**Vos tâches**
• a. Relevez, dans le texte sur Pascal Quignard, les objets que l'auteur place entre guillemets comme sujets auxquels Quignard s'attache.
• b. Modifiez le passage du texte sur Pascal Quignard qui va de « Je l'ai une » jusqu'à « presqu'ostensiblement, le dos... » en y substituant « joaillier » à « diamantaire ».
• c. Prolongez le texte sur Pascal Quignard au-delà de sa dernière phrase.

**Extrait choisi**
────────────────────────────────────────
Pas d'école pour Pascal...

Je pourrais dire tout simplement que Pascal Quignard m'étonne - ce qui, l'âge et la raison aidant, m'arrive de moins en moins - mais ce ne serait pas suffisant pour expliquer l'intérêt que je porte à ce drôle de bonhomme.

Certes, au niveau biographique, lui et moi avons un point commun, que nous partageons avec des myriades d'autres êtres humains : celui de ne pas avoir été désiré. Mais cela ne suffirait pas à justifier la  lecture ardue, secrète, mystérieuse, en un mot : sentant l'effort, que je pratique pourtant, presque malgré moi.

J'ai également discerné ce qui, pour moi, fait la particularité de cet auteur : il s'attache à des objets, comme "la pensée", "le temps", "la sexualité" qui sont depuis belle lurette des incontournables de la pensée philosophique ou scientifique. Mais lui ne s'inscrit dans aucune de ces démarches : il n'en a cure, et trace obstinément une voie qui, pour toute érudite qu'elle soit, n'en est pas moins irréductible à quoi que ce soit de connu.

Je l'ai une fois comparé à un diamantaire, qui, devant une pierre brute, met au jour les facettes au départ invisibles de son objet d'étude. Mais il va sans dire que cette comparaison pourrait être tout aussi vraie de n'importe quel philosophe attelé à son concept. La particularité de Quignard, c'est bien qu'il n'adopte pas la démarche philosophique. Qu'il lui tourne même, presqu'ostensiblement, le dos...

IL va donc procéder, très précisément, comme un mosaïste. Regardant son sujet sous toutes les facettes, mais à l'aide d'outils de savoir non utilisés par les autres. Par exemple, l'ourage commencera par un récit tiré de tel manuscrit  datant du moyen-âge, racontant telle anecdote historique ou religieuse, contenant un rapport plus ou moins loitain avec son sujet. Et là où d'autres chercheraient à mettre en parallèle l'enseignement tiré de l'histoire en faisant un parallèle avec notre modernité, Quignard, lui, nous invite à le rejoindre  dans l'espace-temps où l'histoire, ou historiette, ou fable, ou anecdote, ou récit, fut inscrit. Il nous invite à faire le chemin inverse de celui qui nous est d'habitude proposé : nous voici sommés, si nous le suivons, à réfléchir, à réagir, à penser le réel comme tel ou tel protagoniste médiéval, ou latin.
────────────────────────────────────────
**Données fournies**

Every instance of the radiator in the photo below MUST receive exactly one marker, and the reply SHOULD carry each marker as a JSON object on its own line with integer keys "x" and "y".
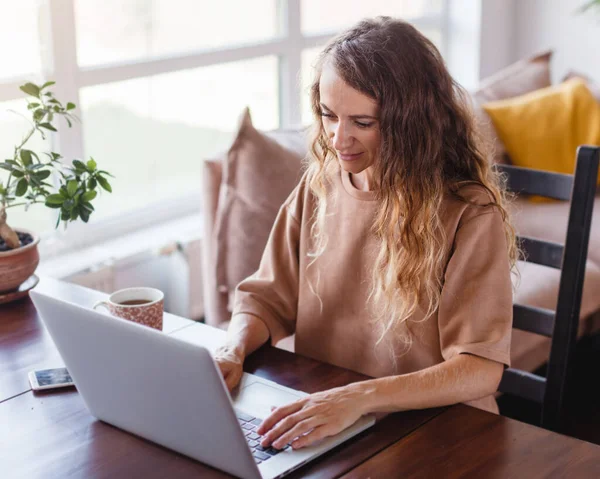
{"x": 175, "y": 269}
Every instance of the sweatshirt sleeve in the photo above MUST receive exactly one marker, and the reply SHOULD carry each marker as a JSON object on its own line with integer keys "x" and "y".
{"x": 475, "y": 313}
{"x": 271, "y": 293}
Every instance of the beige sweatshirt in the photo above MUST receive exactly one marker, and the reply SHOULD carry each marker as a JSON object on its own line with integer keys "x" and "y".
{"x": 475, "y": 312}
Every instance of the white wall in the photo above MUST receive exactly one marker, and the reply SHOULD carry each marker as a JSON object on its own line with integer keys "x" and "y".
{"x": 497, "y": 35}
{"x": 543, "y": 24}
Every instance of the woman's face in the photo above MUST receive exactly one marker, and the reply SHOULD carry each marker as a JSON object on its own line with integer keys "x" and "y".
{"x": 351, "y": 123}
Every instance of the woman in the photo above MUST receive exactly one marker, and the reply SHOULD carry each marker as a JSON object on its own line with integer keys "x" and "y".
{"x": 392, "y": 257}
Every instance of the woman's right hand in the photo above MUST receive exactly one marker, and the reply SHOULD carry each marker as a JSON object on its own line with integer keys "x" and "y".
{"x": 230, "y": 362}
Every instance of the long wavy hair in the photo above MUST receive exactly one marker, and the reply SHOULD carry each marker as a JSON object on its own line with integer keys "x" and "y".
{"x": 429, "y": 148}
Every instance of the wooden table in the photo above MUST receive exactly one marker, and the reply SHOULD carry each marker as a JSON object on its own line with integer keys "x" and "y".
{"x": 53, "y": 435}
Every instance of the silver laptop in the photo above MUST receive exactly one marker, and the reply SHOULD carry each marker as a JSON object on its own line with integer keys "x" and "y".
{"x": 171, "y": 392}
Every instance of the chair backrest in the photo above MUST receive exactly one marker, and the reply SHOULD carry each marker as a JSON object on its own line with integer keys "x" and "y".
{"x": 560, "y": 325}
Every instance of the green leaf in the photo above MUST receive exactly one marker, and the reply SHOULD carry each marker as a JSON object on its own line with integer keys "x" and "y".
{"x": 72, "y": 187}
{"x": 22, "y": 186}
{"x": 42, "y": 175}
{"x": 85, "y": 215}
{"x": 34, "y": 181}
{"x": 104, "y": 184}
{"x": 54, "y": 200}
{"x": 30, "y": 89}
{"x": 79, "y": 164}
{"x": 26, "y": 157}
{"x": 39, "y": 114}
{"x": 47, "y": 126}
{"x": 89, "y": 195}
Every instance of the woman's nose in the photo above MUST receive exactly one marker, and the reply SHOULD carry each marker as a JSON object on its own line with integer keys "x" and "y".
{"x": 341, "y": 139}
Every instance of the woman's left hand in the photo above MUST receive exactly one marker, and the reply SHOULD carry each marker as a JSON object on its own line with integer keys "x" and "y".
{"x": 320, "y": 415}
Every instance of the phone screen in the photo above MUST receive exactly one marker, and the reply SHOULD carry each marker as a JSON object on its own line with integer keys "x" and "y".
{"x": 53, "y": 377}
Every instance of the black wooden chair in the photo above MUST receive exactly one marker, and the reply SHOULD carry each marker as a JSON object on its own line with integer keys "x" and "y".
{"x": 559, "y": 325}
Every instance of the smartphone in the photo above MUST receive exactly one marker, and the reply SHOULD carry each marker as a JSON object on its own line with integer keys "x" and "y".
{"x": 50, "y": 379}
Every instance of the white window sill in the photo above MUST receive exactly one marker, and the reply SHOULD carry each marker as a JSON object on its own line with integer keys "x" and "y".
{"x": 127, "y": 248}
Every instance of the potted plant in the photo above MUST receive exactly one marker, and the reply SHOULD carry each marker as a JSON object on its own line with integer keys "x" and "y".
{"x": 27, "y": 183}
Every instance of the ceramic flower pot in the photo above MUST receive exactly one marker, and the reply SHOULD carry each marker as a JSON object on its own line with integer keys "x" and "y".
{"x": 18, "y": 264}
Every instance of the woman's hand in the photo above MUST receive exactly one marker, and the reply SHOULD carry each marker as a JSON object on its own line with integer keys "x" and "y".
{"x": 312, "y": 418}
{"x": 230, "y": 361}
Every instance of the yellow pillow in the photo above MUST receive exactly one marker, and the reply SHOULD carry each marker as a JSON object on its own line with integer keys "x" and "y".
{"x": 543, "y": 129}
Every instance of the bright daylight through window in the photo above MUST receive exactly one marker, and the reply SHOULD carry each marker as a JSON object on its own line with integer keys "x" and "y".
{"x": 160, "y": 84}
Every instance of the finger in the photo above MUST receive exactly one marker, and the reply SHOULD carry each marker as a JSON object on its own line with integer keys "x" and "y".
{"x": 297, "y": 431}
{"x": 315, "y": 435}
{"x": 232, "y": 379}
{"x": 285, "y": 425}
{"x": 278, "y": 414}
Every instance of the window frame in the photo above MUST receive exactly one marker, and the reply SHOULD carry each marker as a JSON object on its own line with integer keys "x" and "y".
{"x": 60, "y": 64}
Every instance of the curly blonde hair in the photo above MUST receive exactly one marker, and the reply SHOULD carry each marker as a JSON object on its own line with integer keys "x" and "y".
{"x": 426, "y": 125}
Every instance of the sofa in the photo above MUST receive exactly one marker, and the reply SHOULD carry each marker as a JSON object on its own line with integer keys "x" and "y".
{"x": 239, "y": 210}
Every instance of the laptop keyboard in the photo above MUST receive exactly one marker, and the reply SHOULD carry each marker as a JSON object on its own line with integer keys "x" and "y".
{"x": 249, "y": 426}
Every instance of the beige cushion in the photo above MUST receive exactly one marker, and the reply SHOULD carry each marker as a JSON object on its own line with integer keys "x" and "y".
{"x": 593, "y": 86}
{"x": 259, "y": 172}
{"x": 215, "y": 302}
{"x": 517, "y": 79}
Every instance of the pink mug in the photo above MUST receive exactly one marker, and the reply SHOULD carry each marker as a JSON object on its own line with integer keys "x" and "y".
{"x": 141, "y": 305}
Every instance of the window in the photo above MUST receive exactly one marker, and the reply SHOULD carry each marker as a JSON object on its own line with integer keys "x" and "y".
{"x": 160, "y": 84}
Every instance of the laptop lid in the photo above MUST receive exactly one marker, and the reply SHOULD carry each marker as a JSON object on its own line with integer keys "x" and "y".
{"x": 153, "y": 385}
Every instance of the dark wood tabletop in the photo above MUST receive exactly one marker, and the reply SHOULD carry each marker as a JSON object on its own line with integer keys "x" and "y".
{"x": 53, "y": 435}
{"x": 464, "y": 442}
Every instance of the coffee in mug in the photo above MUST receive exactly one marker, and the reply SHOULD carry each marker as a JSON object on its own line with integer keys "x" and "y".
{"x": 141, "y": 305}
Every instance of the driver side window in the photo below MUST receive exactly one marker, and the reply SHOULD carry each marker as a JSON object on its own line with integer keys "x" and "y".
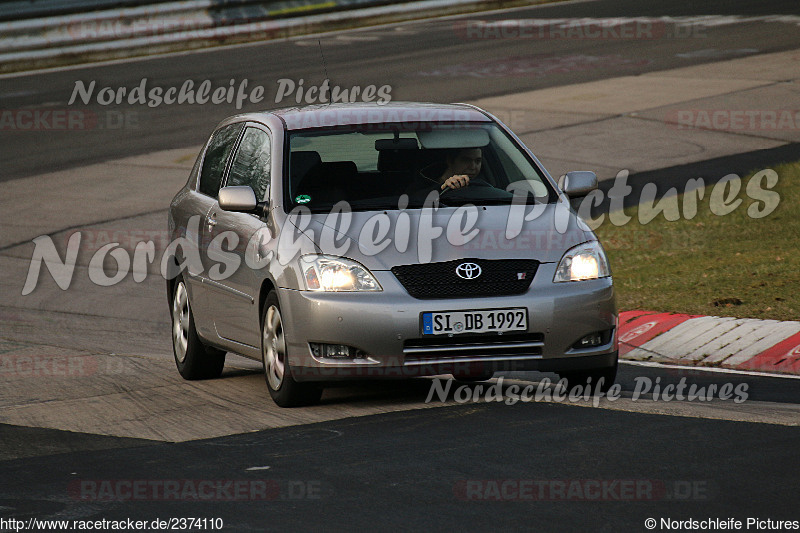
{"x": 216, "y": 158}
{"x": 251, "y": 165}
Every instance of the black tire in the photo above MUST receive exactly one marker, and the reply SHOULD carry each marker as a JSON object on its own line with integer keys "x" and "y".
{"x": 193, "y": 359}
{"x": 284, "y": 390}
{"x": 592, "y": 378}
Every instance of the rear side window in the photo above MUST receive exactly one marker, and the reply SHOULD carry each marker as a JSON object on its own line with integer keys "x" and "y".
{"x": 219, "y": 150}
{"x": 251, "y": 163}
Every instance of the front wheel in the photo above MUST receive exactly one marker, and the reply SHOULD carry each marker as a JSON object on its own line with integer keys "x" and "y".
{"x": 193, "y": 359}
{"x": 284, "y": 390}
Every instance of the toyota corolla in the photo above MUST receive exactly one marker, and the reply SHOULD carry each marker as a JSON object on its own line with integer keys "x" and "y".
{"x": 343, "y": 242}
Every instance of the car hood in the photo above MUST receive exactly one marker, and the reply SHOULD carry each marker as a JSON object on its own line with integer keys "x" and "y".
{"x": 381, "y": 240}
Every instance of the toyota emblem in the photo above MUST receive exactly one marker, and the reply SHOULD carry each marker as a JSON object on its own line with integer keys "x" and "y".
{"x": 468, "y": 270}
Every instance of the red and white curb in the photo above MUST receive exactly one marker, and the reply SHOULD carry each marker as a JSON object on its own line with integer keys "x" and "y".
{"x": 736, "y": 343}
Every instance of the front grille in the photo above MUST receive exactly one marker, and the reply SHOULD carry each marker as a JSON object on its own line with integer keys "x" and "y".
{"x": 439, "y": 280}
{"x": 508, "y": 346}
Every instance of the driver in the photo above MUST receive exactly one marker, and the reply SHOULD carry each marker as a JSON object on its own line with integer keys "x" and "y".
{"x": 462, "y": 166}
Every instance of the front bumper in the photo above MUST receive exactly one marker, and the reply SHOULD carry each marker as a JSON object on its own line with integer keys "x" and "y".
{"x": 385, "y": 327}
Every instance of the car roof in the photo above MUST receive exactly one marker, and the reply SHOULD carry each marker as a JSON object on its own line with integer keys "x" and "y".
{"x": 332, "y": 115}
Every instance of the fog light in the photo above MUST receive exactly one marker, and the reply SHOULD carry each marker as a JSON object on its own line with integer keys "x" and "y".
{"x": 334, "y": 351}
{"x": 593, "y": 339}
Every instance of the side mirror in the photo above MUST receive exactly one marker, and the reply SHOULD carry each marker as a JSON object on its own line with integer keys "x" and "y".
{"x": 578, "y": 183}
{"x": 240, "y": 198}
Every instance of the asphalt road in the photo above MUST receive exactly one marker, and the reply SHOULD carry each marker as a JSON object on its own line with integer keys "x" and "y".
{"x": 464, "y": 468}
{"x": 415, "y": 469}
{"x": 429, "y": 61}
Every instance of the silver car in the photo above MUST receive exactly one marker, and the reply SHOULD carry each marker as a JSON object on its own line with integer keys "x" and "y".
{"x": 359, "y": 241}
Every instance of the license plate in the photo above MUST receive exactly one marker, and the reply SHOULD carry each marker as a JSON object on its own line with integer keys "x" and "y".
{"x": 478, "y": 321}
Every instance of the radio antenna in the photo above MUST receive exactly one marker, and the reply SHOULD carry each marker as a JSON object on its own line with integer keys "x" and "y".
{"x": 324, "y": 65}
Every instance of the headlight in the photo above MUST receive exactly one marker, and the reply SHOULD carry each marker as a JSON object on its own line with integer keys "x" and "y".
{"x": 335, "y": 274}
{"x": 585, "y": 261}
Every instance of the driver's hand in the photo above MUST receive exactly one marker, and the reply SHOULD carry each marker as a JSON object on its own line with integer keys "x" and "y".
{"x": 456, "y": 182}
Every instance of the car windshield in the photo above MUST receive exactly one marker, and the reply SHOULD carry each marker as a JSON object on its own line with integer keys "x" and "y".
{"x": 382, "y": 166}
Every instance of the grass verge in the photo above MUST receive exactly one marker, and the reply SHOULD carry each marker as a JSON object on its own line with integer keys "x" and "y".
{"x": 716, "y": 262}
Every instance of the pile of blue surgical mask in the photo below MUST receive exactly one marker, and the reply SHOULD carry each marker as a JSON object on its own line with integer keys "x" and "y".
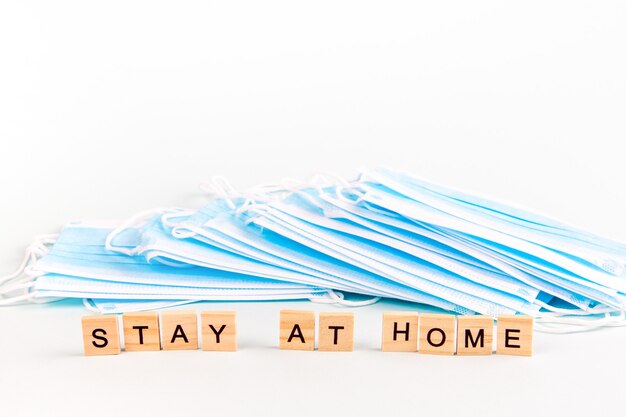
{"x": 387, "y": 234}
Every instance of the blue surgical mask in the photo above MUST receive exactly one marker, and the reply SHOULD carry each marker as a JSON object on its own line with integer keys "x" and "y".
{"x": 79, "y": 266}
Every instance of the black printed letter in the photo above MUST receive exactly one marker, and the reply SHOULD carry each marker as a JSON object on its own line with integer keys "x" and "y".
{"x": 105, "y": 341}
{"x": 479, "y": 337}
{"x": 217, "y": 332}
{"x": 508, "y": 337}
{"x": 141, "y": 329}
{"x": 179, "y": 332}
{"x": 396, "y": 332}
{"x": 443, "y": 337}
{"x": 336, "y": 330}
{"x": 296, "y": 332}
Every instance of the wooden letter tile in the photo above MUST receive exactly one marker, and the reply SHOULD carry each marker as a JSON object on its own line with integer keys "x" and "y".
{"x": 400, "y": 331}
{"x": 141, "y": 331}
{"x": 437, "y": 334}
{"x": 101, "y": 335}
{"x": 219, "y": 330}
{"x": 297, "y": 330}
{"x": 180, "y": 330}
{"x": 336, "y": 332}
{"x": 515, "y": 335}
{"x": 474, "y": 335}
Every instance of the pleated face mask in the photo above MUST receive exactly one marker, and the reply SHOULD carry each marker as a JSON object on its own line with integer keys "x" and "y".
{"x": 79, "y": 266}
{"x": 536, "y": 255}
{"x": 218, "y": 224}
{"x": 418, "y": 267}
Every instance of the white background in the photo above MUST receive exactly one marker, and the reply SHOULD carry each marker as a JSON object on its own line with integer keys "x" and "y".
{"x": 109, "y": 108}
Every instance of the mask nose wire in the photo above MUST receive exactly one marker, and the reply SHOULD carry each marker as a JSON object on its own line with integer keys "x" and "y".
{"x": 337, "y": 297}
────────────────────────────────────────
**Réponses par tâche**
• a.
- la pensée
- le temps
- la sexualité

• b.
Je l'ai une fois comparé à un joaillier, qui, devant une pierre brute, met au jour les facettes au départ invisibles de son objet d'étude. Mais il va sans dire que cette comparaison pourrait être tout aussi vraie de n'importe quel philosophe attelé à son concept. La particularité de Quignard, c'est bien qu'il n'adopte pas la démarche philosophique. Qu'il lui tourne même, presqu'ostensiblement, le dos...

• c.
Je dis "ou latin" à dessein, puisque le propos de Quignard, tournant le dos à la philosophie, l'emmène bien évidemment plus volontiers dans la Rome antique que dans la Grèce de Périclès : les Grecs ne faisaient rien d'autre que de la philosophie. Les latins, eux, construisaient patiemment l'idée de droit, et tentaient de résoudre ainsi les trébuchements de leur société. Nul doute que Quignard se sente plus volontiers de leur côté - nonbostant sa résistance à l'idée de dieu (qui est encore quelque chose que je patage avec lui, mais là, nous sommes bien moins nombreux, hélas !) - car les plus belles mosaïques sont bien romaines, et non athéniennes... Et puis, il y a dans cette tentative latine de définir le droit, quelque chose qui, transcendant la philo, amène directos à l'humanisme (qui est le sujet caché de toute l'oeuvre quignardienne, son interrogation profonde sur son  individualité, son refus d'inscrire sa sensation de soi dans la lignée des idées communes à ce sujet, cette croyance que la lumière viendra de la juxtaposition d'éléments disparates, ce paradigme qu'il fait toujours entre le récit et l'ineffable de la musique...) : dépassant la loi "naturelle" - c'est-à-dire "sans morale", un chien ne sait pas le bien ou le mal, il connaît juste l'autorisé et l'interdit, (ce qui fait le rêve de tout dictateur : ne réfléchissez plus, ne tentez  plus d'être face au monde, laissez-moi vous dissoudre dans le monde magique où la vérité est dans l'abolition de la pensée et l'adoption de la Loi) - et tentant de  proposer des codes qui refléteraient une société "civilisée"...

Quignard s'appuie sur son érudition pour nous emmener dans un chemin extrêmement étroit, réduit à lui-même en quelque sorte : c'est en cela qu'il ne pourra jamais être assimilé. N'importe quel autre penseur (mais Quignard divague plus qu'il ne pense, ou plutôt, il ne cherche pas à "penser", il cherche à obtenir le plus de reflets possibles de la pierre qu'il taille) éprouve, tacitement ou ouvertement, le désir de "faire école". Quignard, lui, ne montre aucun chemin. Surtout pas. En ce sens, il n'est pas non plus du côté des Lumières. Il nous invite simplement à venir avec lui descendre dans l'obscur...

Evidemment, c'est casse-gueule. Mais on y trouve tant de beautés. Certes, c'est une posture qui n'interroge pas notre monde contemporain, puisque tout ici est fait pour qu'on rejoigne ceux qui  nous ont précédé, au plus près d'eux-mêmes et non de nous. Mais la splendide solitude qui en découle n'est-elle pas la seule réponse que l'incomparable érudit pouvait apporter à sa présence au monde ?

 

Hmmmhhhhh ???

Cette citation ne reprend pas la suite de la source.